- Page extract:

Perhaps if you’re buying something as an investment, and are trying to predict the future price—but even then, the price in the past doesn’t tell you much.

There is plenty of deception in e-commerce.

Personally I’m offended by false availability and delivery dates. For example, that time when Amazon said it would be here tomorrow and it was really a week and a half. That’s the difference between getting it online or going to Target.

On one level you want to know you are not being lied to as a function of the relationship.

No, what's relevant is not just the current price but expected future price and the "convenience yield" -- the value of having the product now rather than later.
That’s a good point. But taking that into account would require you to be able to predict the future price, with some level of certainty. What I’m thinking, and I may be wrong, is that past prices, or whether an item is truly “on sale”, don’t really help you to do that. If they could, then technical analysis in stock trading would be something other than superstition, which it is not.
Stock prices and consumer goods prices follow completely different principles.
I will explain my case why I care about that. Broadly speaking, there are two categories I shop for :

- Essentials: Things that are necessary to get irrespective of price variation at that moment.

- Luxury: This category could have something which might improve quality of life or something I might have fancied after seeing some marketing about it or reading some reviews about it.

It is for the Luxury category I care about the best price. These things I might not need immediately but investing in them at best price might improve my quality of life with not hitting my pocket hard.

My recent such shopping was getting an Apple Watch for my wife as a birthday present (still a surprise for her). To get that I found that I evaluated that I do not need to pay for Apple Watch 6 or 7 but an SE version would be a good one at cheaper price with all valuable features needed. Now there was a deal which allowed me get the watch for 391 SGD which is 460 SGD even with a Black Friday sale today. I think it was a good bargain and over a period these bargains might add to good saving.

> I don’t understand why people care about this. The only relevant price is the one you have to pay now

If Product A cost $500 at manufacture suggested retail price, was currently on sale for $450 but was sold at $360 a week before that, wouldn't you want that information to make a better informed decision?

- Given material:
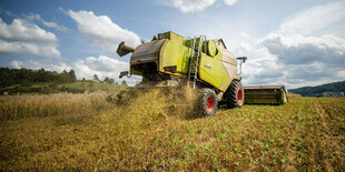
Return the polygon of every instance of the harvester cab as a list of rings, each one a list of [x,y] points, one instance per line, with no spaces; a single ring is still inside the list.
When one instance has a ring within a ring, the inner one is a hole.
[[[205,36],[185,39],[169,31],[137,48],[121,42],[117,49],[120,57],[130,52],[130,70],[121,72],[120,78],[141,75],[142,81],[137,87],[197,90],[196,107],[205,115],[214,114],[218,104],[240,108],[245,102],[237,61],[241,65],[247,58],[236,58],[223,39],[207,40]]]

- Objective: In the discussion of online prices above, which Apple Watch version did the commenter choose as a birthday present? Please answer briefly.

- Task output: The SE version.